• Reading passage:
=-=-=-=-=
# Winter time snapper fishing



## Travis Gill

Good trip from the other day


----------



## Capt. Alex Pinney

mashed em, awesome. goes to show plenty of snapper !


----------



## JHOGUE

1 day trip, little over 3,000 pounds.. Same amount of fish on the next trip. There is no shortage of red snapper. Absolutely no shortage.


----------



## GROUPAGROUPAGROUPA

definitly no shortage of snappers out there. and hell ya we mashed um. and we will be [email protected]&kiN up again on the next trip.


----------



## JoeZ

> *GROUPAGROUPAGROUPA (1/22/2010)*definitly no shortage of snappers out there. and hell ya we mashed um. and we will be [email protected]&kiN up again on the next trip.




That's what Big Ron does, mashes.



Nice job guys.


----------



## GROUPAGROUPAGROUPA

thats why they call him Big Daddy.


----------



## JoeZ

How long did it take? Didn't you guys pile up 3,000 pounds in like 5 hours last season?


----------



## amarcafina

> *JHOGUE (1/20/2010)*1 day trip, little over 3,000 pounds.. Same amount of fish on the next trip. There is no shortage of red snapper. Absolutely no shortage.


THERE WILL BE if they keep this shit up !!! Yeah the rest of us can keep 2 each trip. this make's me sick !!!!!


----------



## donedealin

:reallycrying. Nice job guys.

Not only do I support commercial snapper fishing ,but IDO commercial snapper fish!
=-=-=-=-=
• Information supplied:
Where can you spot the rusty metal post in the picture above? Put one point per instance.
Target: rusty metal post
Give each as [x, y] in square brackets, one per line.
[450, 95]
=-=-=-=-=
• Aim: Write the next part of the winter snapper fishing forum thread, starting after its last post.

• Output:
----------



## GROUPAGROUPAGROUPA

that trip was about 30 hours dock to dock after off loading, but last year we wacked them pretty good and was off loaded and boat cleaned up and on the way to the house in about 16 hours with 3500. we mashed um. hahaha, yeah Big Ron style. i love it


----------



## GROUPAGROUPAGROUPA

just think in june you can go get a couple of um, in the mean time will be puttin the D on um. hahaha. dont worry will leave a couple out there for ya. hahahaha


----------



## GROUPAGROUPAGROUPA

we gonna get um before all the greedy people get um. hahhaha


----------



## JoeZ

> *amarcafina (1/23/2010)*
> 
> 
> 
> *JHOGUE (1/20/2010)*1 day trip, little over 3,000 pounds.. Same amount of fish on the next trip. There is no shortage of red snapper. Absolutely no shortage.
> 
> 
> 
> 
> 
> THERE WILL BE if they keep this shit up !!! Yeah the rest of us can keep 2 each trip. this make's me sick !!!!!
Click to expand...



It's not the commercial sectors fault that NMFS is screwing us.



If anything, Big Ron and his boys can help us prove there's no shortage. 



I've talked to Ronnie about the spots he fishes. They're not secret, they're not terribly hard to get to but they are LOADED with snapper.



Keep up the good work guys.


----------



## GROUPAGROUPAGROUPA

amarcafina. i threw a couple back that got your name on um. they were twins. amagine that. they ought to be 16 inches by june


----------



## GROUPAGROUPAGROUPA

you tell um JoeZ were just going out and makin a livin but also were showin every one that there are plenty of snappers out there. ya we get 3000 a trip but Big Ron will tell ya this shit and hard to do . them mutha f8*&ers are every where. were gonna go get some beeliners on this next trip. i'd hate to be a snapper on monday. cause some shits gonna die!


----------



## choppedliver

> *GROUPAGROUPAGROUPA (1/23/2010)*you tell um JoeZ were just going out and makin a livin but also were showin every one that there are plenty of snappers out there. ya we get 3000 a trip but Big Ron will tell ya this shit and hard to do . them mutha f8*&ers are every where. were gonna go get some beeliners on this next trip. i'd hate to be a snapper on monday. cause some shits gonna die!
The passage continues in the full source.